## Records for this exercise
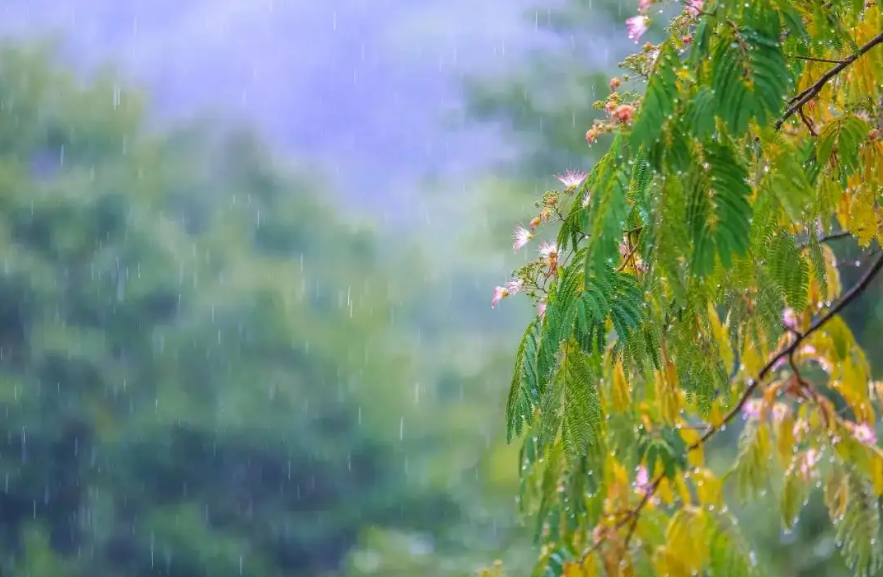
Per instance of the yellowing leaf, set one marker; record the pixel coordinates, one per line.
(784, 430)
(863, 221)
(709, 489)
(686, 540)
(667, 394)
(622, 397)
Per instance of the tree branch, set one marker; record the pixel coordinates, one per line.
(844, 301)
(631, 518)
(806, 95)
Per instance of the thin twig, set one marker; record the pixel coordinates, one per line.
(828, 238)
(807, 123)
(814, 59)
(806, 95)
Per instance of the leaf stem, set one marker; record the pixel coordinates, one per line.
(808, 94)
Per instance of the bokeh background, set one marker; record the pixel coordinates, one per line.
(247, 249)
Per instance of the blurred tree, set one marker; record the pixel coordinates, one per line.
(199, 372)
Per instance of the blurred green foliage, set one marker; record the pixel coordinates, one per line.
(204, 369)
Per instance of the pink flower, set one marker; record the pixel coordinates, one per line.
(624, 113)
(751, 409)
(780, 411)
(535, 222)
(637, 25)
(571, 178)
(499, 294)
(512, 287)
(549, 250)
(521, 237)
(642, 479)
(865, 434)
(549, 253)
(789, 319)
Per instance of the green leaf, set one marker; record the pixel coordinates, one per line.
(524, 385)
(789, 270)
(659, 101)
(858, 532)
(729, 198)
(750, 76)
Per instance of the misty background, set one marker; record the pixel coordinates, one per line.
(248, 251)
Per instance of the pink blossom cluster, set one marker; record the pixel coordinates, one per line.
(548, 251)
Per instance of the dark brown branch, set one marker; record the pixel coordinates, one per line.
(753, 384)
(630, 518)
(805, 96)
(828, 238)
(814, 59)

--

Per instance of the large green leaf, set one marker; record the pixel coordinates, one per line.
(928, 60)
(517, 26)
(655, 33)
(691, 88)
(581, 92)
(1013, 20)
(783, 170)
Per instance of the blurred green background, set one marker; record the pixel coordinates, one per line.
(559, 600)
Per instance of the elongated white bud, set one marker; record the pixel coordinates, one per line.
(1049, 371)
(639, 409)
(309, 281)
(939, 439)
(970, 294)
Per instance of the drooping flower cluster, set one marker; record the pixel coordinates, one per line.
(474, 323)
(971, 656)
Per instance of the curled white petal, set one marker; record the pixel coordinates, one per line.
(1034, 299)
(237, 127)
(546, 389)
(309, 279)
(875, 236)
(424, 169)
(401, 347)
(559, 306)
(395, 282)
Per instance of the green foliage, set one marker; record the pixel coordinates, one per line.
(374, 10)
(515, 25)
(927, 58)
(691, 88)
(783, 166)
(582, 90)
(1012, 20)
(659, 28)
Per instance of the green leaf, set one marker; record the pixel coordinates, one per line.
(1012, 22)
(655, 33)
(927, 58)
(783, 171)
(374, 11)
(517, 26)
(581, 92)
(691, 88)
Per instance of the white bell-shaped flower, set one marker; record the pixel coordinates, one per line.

==

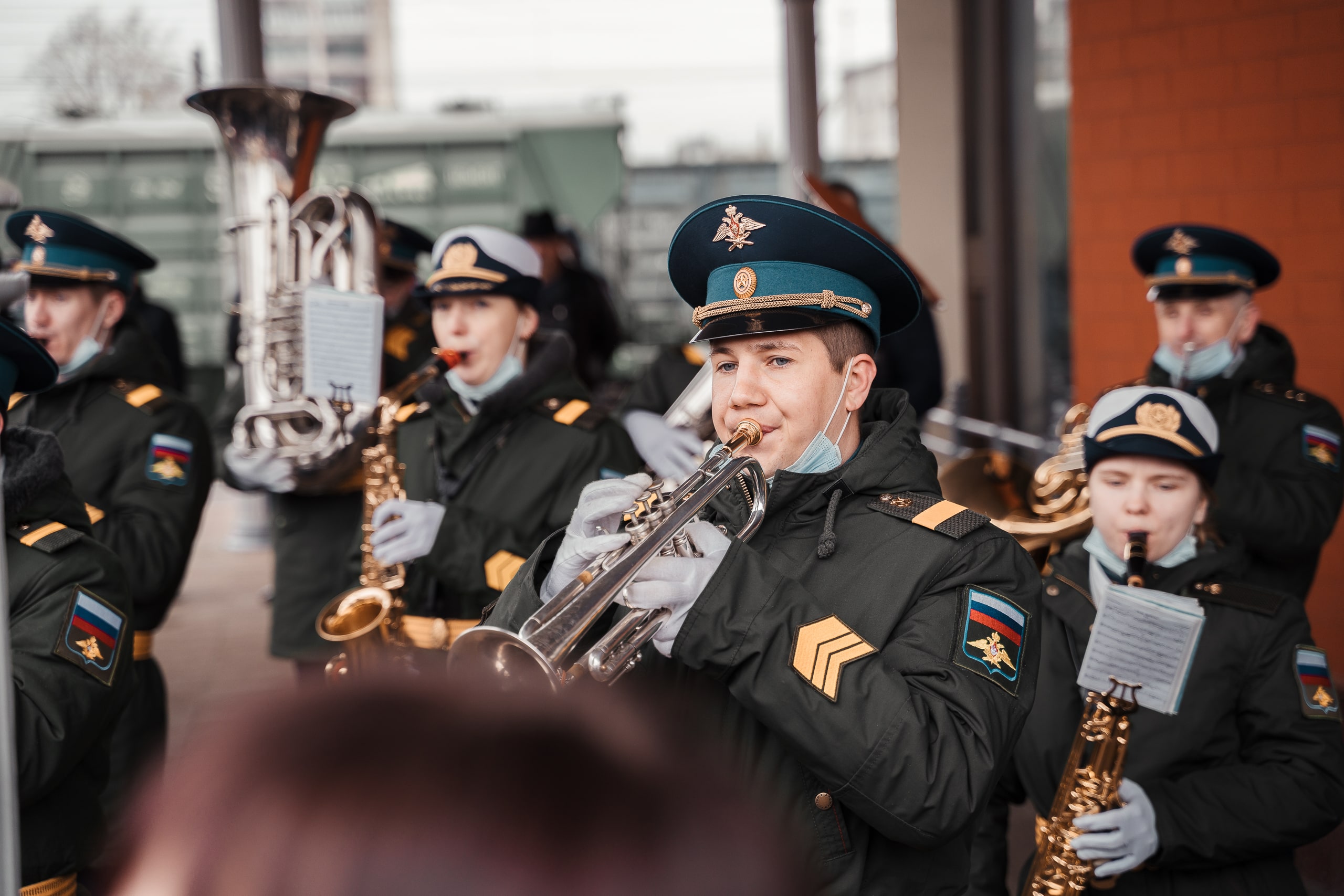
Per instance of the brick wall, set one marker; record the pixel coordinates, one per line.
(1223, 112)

## To do
Whatever else the listing above holds, retype exactly only the lines from the one containing "Per instance of the blurred green background, set" to the one containing "Per instance of the white", both ends kept.

## Answer to this exercise
Per instance of the blurred green background, set one marker; record the pixel coordinates, one per line.
(559, 600)
Per instance of the elongated white bud, set one marker; record the pixel coordinates, one per line.
(1049, 371)
(639, 409)
(309, 281)
(939, 439)
(970, 294)
Per instance of the drooping flower cluster, set one marker; record the pixel coordinates, one per line.
(474, 323)
(971, 656)
Per instance of the curled white petal, set one marker; record the pixel coordinates, one per line.
(1034, 299)
(237, 127)
(546, 389)
(309, 279)
(875, 236)
(424, 169)
(401, 347)
(559, 306)
(395, 282)
Per instance of the green foliage, set one marker; record the pixel coordinates, one per line.
(374, 10)
(515, 25)
(927, 58)
(691, 88)
(783, 166)
(582, 90)
(1012, 20)
(659, 28)
Per instance of the green leaf, set one marker; record the pixel coordinates, one per line.
(1012, 22)
(655, 33)
(927, 58)
(783, 171)
(374, 11)
(517, 26)
(581, 92)
(691, 88)
Per instance of the white bell-shaped flower, set one marker; record the pixel coordinates, one per line.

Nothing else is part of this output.